# Whats the norm rate for child care?



## sam h (5 Sep 2007)

I have been offered a job after 7 years out of the job market.  I'm trying to do my figures to see if it is worth my while but I have no idea how much child care is these days!!  
I have 3 children, all in school so I will need a school drop off and collection and about 3.5 haours in the afternoon. I'm living in Dublin.  Does anyone have any idea of what this should cost.  I do know a few people who mind kids, but I reckon it's abit personal to ask directly what they are paid!


----------



## Trish2006 (6 Sep 2007)

check out the childcare section on www.rollercoaster.ie  After school care rates are always being discussed and there's probably someone in the same situation as you who will be happy to tell you what they pay.


----------



## sam h (6 Sep 2007)

**PROVIDED MATERIAL**
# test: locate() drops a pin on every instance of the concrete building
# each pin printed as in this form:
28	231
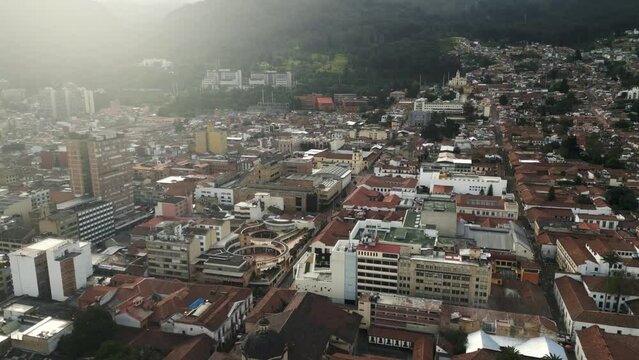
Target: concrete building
452	183
458	81
99	166
84	219
449	107
216	311
439	214
15	205
449	278
579	311
271	78
593	343
175	206
339	282
43	337
223	195
172	252
210	140
51	267
353	159
224	268
222	79
399	312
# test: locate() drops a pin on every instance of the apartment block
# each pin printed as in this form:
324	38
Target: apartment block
172	252
447	278
53	268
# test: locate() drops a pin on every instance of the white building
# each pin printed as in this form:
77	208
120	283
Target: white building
458	81
52	266
256	208
579	311
224	196
43	337
464	183
223	78
537	347
272	78
449	107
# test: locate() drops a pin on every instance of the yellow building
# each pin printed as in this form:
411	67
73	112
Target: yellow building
200	141
210	140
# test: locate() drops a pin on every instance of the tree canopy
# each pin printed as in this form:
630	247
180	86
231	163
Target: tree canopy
90	329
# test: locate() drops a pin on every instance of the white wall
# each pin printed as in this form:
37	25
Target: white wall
23	273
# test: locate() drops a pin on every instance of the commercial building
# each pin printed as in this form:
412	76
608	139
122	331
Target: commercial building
15	205
449	278
99	166
173	251
579	310
454	183
42	337
53	268
399	312
216	311
439	214
449	107
271	78
222	79
175	206
210	140
594	343
487	206
337	282
84	219
221	267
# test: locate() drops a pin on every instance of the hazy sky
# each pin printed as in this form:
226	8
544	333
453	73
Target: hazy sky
143	10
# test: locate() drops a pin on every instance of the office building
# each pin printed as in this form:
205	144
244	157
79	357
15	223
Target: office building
449	278
448	107
100	166
42	337
222	79
339	282
399	312
84	219
53	268
173	249
272	78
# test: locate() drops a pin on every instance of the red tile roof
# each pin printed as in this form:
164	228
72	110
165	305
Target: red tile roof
597	344
576	249
365	198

**WHAT TO DO**
1/ Put this sentence from the child care thread into Spanish: "I have been offered a job after 7 years out of the job market."
2/ Carry on the child care thread from the point where it stops.
The entries have nothing to do with any of this.

**ANSWERS FOR THIS EXERCISE**
1/ Me han ofrecido un trabajo después de 7 años fuera del mercado laboral.

2/
Thanks Trish, had a look at Rollercoaster and the amounts are sooooo varied.  They seems to range from about €120 to €300 per week.  At the higher end I would be paying the minder more than I would be left with.  Which doesn't seem right as I'd be doing a full 39hr week to earn the same as the minder who would be doing just 20hrs.  I'm also considering the various opportunity cost of being out at work (eg- would normally do my own painting, diy, cleaning etc) and would probably have to start paying someone.
I always thought when the kids were old enough I'd go back to work but it doesn't appear to be worth while!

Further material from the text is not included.